- _PROBLEM TO SOLVE_: Only one stretch of the listing below is wanted. Begin at the line that has "Could you please point out the blurred", stop after the line that has "Could you please point out the running man's", and repeat every line in between exactly.

-------- DATA TO EXAMINE

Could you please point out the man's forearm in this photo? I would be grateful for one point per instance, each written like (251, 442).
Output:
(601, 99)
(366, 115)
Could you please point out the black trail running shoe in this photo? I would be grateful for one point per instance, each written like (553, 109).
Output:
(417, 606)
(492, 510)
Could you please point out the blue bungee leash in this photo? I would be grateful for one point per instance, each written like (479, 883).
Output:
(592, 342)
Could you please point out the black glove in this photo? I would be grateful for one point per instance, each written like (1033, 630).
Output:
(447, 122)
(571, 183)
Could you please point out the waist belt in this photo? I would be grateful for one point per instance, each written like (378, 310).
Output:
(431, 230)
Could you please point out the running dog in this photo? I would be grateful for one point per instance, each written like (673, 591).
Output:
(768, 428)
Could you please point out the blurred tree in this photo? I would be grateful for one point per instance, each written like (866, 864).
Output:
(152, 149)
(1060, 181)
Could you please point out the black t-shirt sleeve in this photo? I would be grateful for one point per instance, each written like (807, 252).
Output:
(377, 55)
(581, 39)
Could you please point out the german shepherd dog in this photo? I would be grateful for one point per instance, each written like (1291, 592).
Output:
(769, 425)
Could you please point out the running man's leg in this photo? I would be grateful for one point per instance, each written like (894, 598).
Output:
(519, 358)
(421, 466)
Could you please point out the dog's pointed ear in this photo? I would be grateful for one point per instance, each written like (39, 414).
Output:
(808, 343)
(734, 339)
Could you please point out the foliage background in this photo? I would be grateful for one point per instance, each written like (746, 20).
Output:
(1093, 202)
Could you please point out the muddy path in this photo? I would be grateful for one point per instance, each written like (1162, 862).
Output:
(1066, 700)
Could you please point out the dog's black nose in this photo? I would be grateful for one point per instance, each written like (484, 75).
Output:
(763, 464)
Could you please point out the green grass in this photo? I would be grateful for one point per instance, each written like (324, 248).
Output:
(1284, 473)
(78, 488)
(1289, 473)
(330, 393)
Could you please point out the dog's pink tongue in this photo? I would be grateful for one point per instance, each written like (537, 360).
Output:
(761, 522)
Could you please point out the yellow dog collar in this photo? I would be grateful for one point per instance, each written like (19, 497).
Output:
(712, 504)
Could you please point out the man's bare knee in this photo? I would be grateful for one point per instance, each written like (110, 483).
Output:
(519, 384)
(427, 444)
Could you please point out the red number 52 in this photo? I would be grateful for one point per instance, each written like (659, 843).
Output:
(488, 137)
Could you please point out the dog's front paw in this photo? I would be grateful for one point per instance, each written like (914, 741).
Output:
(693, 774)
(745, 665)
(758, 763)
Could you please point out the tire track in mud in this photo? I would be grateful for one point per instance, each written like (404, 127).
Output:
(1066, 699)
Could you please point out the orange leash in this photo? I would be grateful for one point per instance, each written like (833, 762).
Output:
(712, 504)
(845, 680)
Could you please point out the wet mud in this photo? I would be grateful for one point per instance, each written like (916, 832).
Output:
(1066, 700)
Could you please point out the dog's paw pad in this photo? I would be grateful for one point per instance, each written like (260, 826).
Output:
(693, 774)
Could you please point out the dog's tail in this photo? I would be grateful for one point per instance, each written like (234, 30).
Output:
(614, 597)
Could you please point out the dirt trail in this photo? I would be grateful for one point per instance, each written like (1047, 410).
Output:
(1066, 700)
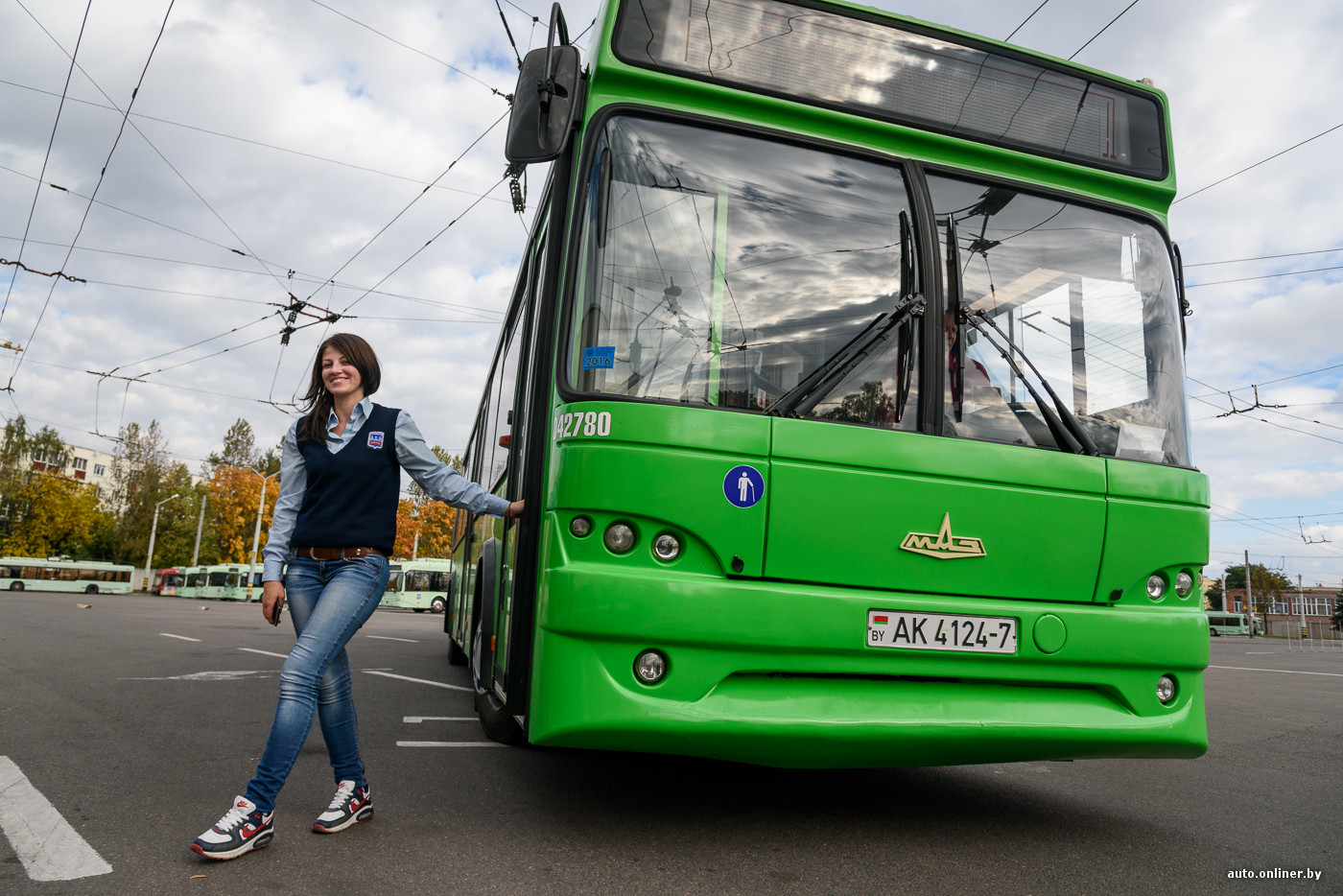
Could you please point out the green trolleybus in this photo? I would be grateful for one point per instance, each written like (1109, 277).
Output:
(418, 584)
(843, 380)
(63, 574)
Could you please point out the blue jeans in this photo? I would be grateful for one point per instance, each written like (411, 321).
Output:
(328, 601)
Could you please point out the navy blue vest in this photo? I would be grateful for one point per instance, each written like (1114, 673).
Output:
(351, 496)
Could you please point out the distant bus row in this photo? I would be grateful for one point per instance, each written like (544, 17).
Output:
(60, 574)
(415, 584)
(1222, 624)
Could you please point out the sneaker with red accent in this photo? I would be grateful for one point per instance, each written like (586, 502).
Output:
(241, 831)
(349, 806)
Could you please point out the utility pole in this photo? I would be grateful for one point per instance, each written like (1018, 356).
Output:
(1249, 594)
(150, 556)
(261, 507)
(1300, 603)
(200, 524)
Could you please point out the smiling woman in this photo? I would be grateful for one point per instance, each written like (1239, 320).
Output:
(328, 554)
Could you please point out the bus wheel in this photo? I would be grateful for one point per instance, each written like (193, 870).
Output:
(456, 656)
(497, 720)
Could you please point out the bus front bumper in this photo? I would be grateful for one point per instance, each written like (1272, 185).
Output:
(782, 674)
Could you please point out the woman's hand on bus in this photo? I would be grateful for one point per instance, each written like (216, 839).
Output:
(271, 601)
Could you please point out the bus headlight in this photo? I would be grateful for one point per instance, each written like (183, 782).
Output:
(667, 547)
(620, 537)
(1165, 690)
(650, 667)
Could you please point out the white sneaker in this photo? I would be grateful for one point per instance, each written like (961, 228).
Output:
(241, 831)
(349, 806)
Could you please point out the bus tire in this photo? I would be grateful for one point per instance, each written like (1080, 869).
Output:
(456, 656)
(497, 721)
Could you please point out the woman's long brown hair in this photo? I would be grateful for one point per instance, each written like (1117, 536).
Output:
(318, 402)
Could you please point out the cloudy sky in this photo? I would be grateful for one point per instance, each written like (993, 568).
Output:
(282, 147)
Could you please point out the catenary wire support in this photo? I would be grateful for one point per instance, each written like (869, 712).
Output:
(516, 187)
(39, 272)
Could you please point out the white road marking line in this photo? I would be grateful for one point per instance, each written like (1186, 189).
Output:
(46, 844)
(1291, 672)
(228, 674)
(449, 743)
(423, 681)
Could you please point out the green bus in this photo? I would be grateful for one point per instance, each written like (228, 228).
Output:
(1225, 624)
(221, 580)
(843, 382)
(63, 574)
(418, 584)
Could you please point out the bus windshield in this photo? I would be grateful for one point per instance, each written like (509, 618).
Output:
(1087, 295)
(721, 271)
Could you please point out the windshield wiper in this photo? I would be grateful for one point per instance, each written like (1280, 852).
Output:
(1065, 427)
(814, 387)
(808, 393)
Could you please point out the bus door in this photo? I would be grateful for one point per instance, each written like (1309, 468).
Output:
(517, 547)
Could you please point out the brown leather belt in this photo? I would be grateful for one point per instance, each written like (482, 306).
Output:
(333, 554)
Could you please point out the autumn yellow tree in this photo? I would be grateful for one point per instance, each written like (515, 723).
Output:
(58, 513)
(432, 522)
(234, 495)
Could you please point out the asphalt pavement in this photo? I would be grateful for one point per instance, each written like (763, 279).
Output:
(136, 719)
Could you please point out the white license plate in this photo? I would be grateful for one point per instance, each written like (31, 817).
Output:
(942, 631)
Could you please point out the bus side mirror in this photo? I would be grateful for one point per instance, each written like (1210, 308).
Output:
(546, 100)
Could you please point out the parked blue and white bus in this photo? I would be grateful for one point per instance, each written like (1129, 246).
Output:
(221, 580)
(418, 584)
(63, 574)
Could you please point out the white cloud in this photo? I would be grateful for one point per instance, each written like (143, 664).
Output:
(325, 130)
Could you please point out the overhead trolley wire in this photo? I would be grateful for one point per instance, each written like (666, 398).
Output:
(406, 46)
(51, 141)
(418, 197)
(1259, 163)
(1261, 258)
(235, 137)
(1024, 23)
(103, 175)
(465, 211)
(1103, 30)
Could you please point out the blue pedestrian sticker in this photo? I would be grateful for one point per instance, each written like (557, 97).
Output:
(742, 486)
(600, 359)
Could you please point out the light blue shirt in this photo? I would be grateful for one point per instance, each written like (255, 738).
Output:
(438, 480)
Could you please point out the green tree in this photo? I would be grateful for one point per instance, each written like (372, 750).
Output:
(140, 472)
(869, 405)
(57, 515)
(239, 448)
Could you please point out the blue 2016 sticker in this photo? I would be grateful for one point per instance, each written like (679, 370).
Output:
(742, 486)
(600, 359)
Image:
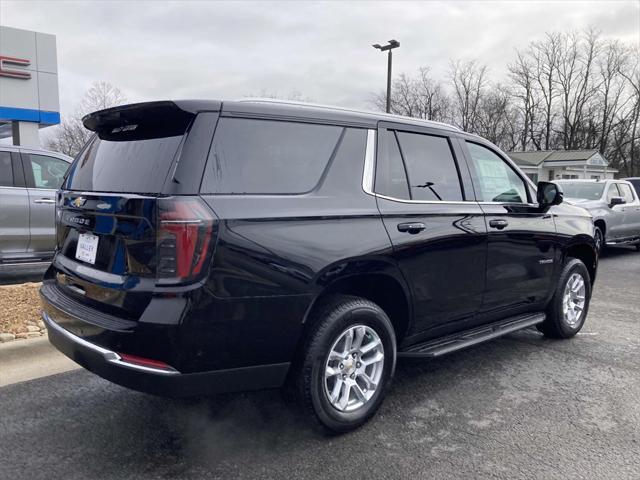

----------------

- _FINISHED EXERCISE_:
Could you please point out the blurred tree in this photo? I would be grateful for one point per instance, each written like (866, 864).
Output:
(152, 149)
(1060, 181)
Could you please point out the black t-shirt sleeve in this photo? I would be grateful for one point per instance, each written like (807, 252).
Output:
(377, 55)
(581, 39)
Could you please point out the german shepherd dog in this photo? I would be grateful for one point per instance, each written like (1291, 592).
Output:
(769, 425)
Could you please point out the running man's leg in this photo? I would be grateful for one point per instance, each written like (894, 598).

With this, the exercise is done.